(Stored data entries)

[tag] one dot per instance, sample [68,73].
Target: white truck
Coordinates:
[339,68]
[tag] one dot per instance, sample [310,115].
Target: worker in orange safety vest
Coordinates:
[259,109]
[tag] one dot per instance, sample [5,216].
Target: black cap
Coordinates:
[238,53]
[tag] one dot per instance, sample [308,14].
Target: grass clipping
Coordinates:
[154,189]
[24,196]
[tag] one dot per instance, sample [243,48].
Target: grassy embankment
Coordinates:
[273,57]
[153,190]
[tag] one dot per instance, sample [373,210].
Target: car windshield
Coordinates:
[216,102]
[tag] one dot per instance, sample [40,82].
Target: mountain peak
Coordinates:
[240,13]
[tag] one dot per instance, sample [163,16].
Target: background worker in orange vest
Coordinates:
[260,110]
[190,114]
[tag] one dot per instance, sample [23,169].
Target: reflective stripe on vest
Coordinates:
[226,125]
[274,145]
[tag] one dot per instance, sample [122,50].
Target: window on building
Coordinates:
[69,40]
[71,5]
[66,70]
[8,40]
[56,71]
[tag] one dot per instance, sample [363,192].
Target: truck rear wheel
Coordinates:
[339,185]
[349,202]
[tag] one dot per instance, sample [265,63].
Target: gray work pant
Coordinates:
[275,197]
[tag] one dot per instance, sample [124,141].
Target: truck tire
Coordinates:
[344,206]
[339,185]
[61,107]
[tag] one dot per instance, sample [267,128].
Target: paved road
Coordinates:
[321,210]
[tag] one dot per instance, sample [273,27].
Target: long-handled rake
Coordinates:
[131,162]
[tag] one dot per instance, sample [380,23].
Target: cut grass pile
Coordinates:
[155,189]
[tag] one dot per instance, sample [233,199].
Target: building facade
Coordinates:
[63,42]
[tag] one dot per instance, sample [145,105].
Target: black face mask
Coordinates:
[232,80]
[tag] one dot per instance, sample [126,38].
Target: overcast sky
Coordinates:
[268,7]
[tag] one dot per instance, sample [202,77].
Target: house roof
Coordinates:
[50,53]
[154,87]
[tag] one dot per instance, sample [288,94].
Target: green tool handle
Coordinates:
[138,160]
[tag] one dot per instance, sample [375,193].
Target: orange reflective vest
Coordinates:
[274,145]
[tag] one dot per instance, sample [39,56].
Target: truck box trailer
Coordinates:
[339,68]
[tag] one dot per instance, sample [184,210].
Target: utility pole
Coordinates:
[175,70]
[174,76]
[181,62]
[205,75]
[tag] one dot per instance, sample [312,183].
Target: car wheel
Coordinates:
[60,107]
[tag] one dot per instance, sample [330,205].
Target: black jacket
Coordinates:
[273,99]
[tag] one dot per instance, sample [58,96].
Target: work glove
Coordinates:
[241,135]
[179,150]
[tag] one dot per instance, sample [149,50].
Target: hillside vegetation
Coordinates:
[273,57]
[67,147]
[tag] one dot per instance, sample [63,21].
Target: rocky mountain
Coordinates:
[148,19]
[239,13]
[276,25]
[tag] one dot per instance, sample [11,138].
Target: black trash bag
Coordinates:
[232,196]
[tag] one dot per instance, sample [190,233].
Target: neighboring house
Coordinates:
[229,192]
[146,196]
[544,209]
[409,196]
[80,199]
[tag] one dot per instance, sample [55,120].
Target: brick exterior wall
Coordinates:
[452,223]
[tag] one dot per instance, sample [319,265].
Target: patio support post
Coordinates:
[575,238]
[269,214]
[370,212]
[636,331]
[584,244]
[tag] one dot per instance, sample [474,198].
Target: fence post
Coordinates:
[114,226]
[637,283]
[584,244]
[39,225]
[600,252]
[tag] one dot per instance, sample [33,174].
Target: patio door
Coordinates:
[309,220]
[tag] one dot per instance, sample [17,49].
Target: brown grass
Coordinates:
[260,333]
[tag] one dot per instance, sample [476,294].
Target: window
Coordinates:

Exercise aim - All of the entries should be written out again exactly.

Problem solution -
[tag] one dot per instance, sample [68,73].
Target: white truck
Coordinates:
[339,68]
[tag] one dot per instance, sample [310,115].
Target: worker in orange safety vest
Coordinates:
[259,109]
[tag] one dot per instance, sample [5,216].
Target: black cap
Coordinates:
[238,53]
[tag] one dot per instance, sample [308,14].
Target: grass clipping
Coordinates:
[154,189]
[24,196]
[tag] one dot per instance, sample [243,48].
Target: grassy embankment
Coordinates:
[273,57]
[153,190]
[tag] one dot per instance, sample [373,210].
Target: car windshield
Coordinates:
[216,102]
[tag] one dot per instance, sample [40,82].
Target: mountain peak
Coordinates:
[240,13]
[tag] one dot per instance, sample [163,16].
Target: background worker in orange vest
Coordinates:
[260,110]
[190,114]
[tag] one dot per instance, sample [23,169].
Target: reflective stripe on vest
Coordinates:
[226,125]
[274,145]
[tag] one dot per instance, sample [122,50].
Target: window on building
Coordinates:
[69,40]
[71,5]
[66,70]
[8,40]
[56,71]
[tag] one dot per instance, sample [363,192].
Target: truck rear wheel
Coordinates:
[339,185]
[349,202]
[tag] one dot per instance, sample [265,63].
Target: gray work pant
Coordinates:
[275,197]
[tag] one dot per instance, sample [124,141].
Target: truck tire
Coordinates:
[344,206]
[339,185]
[61,107]
[tag] one dot per instance, sample [267,128].
Target: paved road
Coordinates:
[321,210]
[tag] one dot per instance, sample [273,27].
Target: long-handled rake
Coordinates:
[131,162]
[tag] one dot per instance, sample [380,23].
Target: cut grass pile
Coordinates:
[155,189]
[tag] one dot per instance, sample [233,199].
Target: building facade
Coordinates:
[63,42]
[tag] one dot per instance, sample [145,105].
Target: black face mask
Coordinates:
[232,80]
[tag] one dot per instance, sample [126,38].
Target: overcast sky
Coordinates:
[268,7]
[tag] one dot per instance, sample [202,77].
Target: house roof
Coordinates:
[50,53]
[154,87]
[tag] one dot per instance, sample [288,94].
Target: green tool handle
Coordinates:
[138,160]
[tag] one dot per instance, sample [375,193].
Target: orange reflective vest
Coordinates:
[274,145]
[tag] one dot per instance, sample [39,56].
Target: truck box trailer
Coordinates:
[339,68]
[tag] one dot per instance, sample [184,210].
Target: utility pole
Coordinates:
[175,70]
[174,76]
[181,62]
[205,75]
[tag] one dot per instance, sample [312,183].
Target: car wheel
Coordinates:
[60,107]
[tag] one dot per instance, sample [330,205].
Target: black jacket
Coordinates:
[273,99]
[tag] one dot per instance, sample [58,96].
Target: work glove
Coordinates:
[241,135]
[179,150]
[tag] one dot per instance, sample [149,50].
Target: hillside vegetation
Coordinates:
[273,57]
[67,147]
[tag] one dot per instance, sample [63,21].
Target: rocky mountain
Coordinates:
[148,19]
[239,13]
[276,25]
[tag] one dot per instance, sample [11,138].
Target: black trash bag
Coordinates:
[232,196]
[tag] one dot per instance, sample [190,233].
Target: neighboring house
Coordinates:
[229,192]
[146,196]
[544,209]
[409,196]
[80,199]
[tag] one dot per instance, sample [55,120].
Target: brick exterior wall
Coordinates:
[452,223]
[tag] one dot per instance, sample [319,265].
Target: patio support post
Coordinates:
[575,238]
[269,214]
[370,212]
[636,331]
[584,244]
[tag] one dot per instance, sample [474,198].
Target: fence post
Coordinates:
[114,226]
[637,283]
[584,244]
[39,225]
[600,252]
[tag] one dot per instance, sample [33,174].
Target: patio door
Coordinates:
[309,220]
[tag] one dot per instance, sample [17,49].
Target: brown grass
Coordinates:
[260,333]
[tag] one dot per instance, sample [476,294].
Target: window
Coordinates:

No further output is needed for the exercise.